* [PROBLEM DETAILS] Give the number of lines in the data that hold the string "carriage". Nothing else is needed.
##############################
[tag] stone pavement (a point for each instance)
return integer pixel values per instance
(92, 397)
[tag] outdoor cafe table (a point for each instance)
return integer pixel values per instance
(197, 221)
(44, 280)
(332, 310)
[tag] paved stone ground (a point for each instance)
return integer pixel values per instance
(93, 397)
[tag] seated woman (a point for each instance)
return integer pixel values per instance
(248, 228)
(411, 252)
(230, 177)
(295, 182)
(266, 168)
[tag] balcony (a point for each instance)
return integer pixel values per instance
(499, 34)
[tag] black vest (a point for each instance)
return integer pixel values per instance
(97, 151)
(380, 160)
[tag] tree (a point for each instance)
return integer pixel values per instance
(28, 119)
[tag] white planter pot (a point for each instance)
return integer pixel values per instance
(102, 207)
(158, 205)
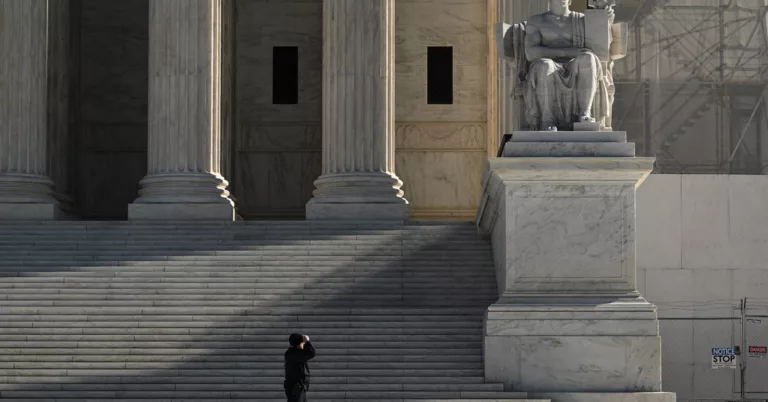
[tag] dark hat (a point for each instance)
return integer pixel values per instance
(295, 339)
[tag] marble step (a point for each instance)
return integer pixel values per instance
(276, 365)
(279, 400)
(316, 386)
(257, 394)
(164, 378)
(569, 136)
(569, 149)
(227, 358)
(180, 371)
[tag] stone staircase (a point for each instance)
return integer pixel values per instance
(168, 311)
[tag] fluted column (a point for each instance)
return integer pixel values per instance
(358, 180)
(184, 180)
(26, 191)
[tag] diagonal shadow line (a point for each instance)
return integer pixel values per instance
(251, 367)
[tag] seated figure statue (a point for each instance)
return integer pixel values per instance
(564, 81)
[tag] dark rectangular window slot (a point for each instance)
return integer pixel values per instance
(440, 75)
(285, 75)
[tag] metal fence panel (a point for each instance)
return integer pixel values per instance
(686, 358)
(756, 375)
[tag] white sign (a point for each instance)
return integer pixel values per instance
(724, 358)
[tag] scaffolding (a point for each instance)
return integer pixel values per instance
(691, 92)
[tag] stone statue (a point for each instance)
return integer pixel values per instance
(565, 65)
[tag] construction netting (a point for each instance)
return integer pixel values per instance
(691, 92)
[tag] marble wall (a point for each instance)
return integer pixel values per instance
(701, 247)
(112, 120)
(62, 79)
(702, 243)
(277, 147)
(442, 149)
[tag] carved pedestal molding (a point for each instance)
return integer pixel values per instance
(184, 180)
(358, 179)
(26, 191)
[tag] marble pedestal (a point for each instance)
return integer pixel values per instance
(569, 320)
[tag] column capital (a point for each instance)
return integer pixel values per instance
(358, 180)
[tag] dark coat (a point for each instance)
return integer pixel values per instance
(296, 366)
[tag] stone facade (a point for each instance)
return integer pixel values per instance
(101, 142)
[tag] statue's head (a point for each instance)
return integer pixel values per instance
(559, 7)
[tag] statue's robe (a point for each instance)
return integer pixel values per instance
(554, 82)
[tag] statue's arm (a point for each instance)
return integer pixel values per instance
(534, 50)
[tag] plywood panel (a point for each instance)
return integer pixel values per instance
(441, 149)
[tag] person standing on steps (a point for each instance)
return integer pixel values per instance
(297, 375)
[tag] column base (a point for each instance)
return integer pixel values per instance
(358, 196)
(22, 212)
(320, 211)
(573, 345)
(606, 396)
(181, 211)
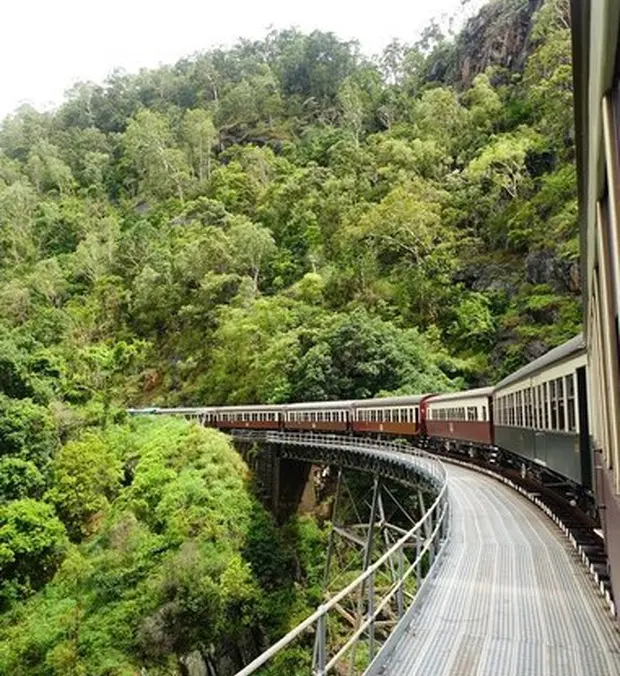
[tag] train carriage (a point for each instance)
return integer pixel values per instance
(541, 412)
(250, 417)
(318, 416)
(388, 415)
(460, 416)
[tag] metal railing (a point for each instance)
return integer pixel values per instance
(388, 588)
(410, 558)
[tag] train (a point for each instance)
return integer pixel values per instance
(535, 421)
(596, 87)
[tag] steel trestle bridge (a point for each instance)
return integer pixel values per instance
(483, 583)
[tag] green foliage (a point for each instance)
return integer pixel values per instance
(282, 220)
(32, 542)
(19, 479)
(27, 430)
(85, 477)
(179, 561)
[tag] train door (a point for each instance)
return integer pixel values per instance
(585, 447)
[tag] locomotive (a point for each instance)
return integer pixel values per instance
(535, 420)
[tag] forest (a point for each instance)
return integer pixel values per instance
(285, 220)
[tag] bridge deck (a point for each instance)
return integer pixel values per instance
(510, 598)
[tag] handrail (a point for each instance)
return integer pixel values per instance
(322, 610)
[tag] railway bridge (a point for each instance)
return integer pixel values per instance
(485, 580)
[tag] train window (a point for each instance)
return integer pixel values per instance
(570, 403)
(559, 386)
(527, 406)
(554, 405)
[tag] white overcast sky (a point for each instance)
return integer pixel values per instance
(48, 45)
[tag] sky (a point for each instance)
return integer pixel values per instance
(46, 46)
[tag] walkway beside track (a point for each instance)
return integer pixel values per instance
(510, 598)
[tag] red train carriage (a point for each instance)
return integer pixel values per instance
(390, 415)
(250, 417)
(317, 416)
(459, 416)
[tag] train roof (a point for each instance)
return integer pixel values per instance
(558, 354)
(405, 400)
(318, 405)
(248, 407)
(466, 394)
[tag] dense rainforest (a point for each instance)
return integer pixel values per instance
(284, 220)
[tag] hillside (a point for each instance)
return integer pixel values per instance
(286, 220)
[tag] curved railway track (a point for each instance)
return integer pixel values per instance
(511, 596)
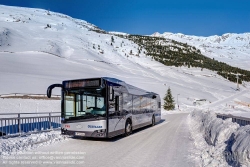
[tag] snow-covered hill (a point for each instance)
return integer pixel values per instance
(39, 48)
(231, 48)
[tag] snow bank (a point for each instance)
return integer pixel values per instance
(241, 146)
(219, 142)
(24, 143)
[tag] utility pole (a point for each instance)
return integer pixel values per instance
(237, 76)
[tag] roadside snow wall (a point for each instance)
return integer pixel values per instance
(226, 143)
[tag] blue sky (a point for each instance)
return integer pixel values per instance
(192, 17)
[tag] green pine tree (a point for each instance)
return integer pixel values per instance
(168, 100)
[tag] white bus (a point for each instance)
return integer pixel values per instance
(105, 107)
##############################
* [SOLUTION TO THIS PROBLEM] 2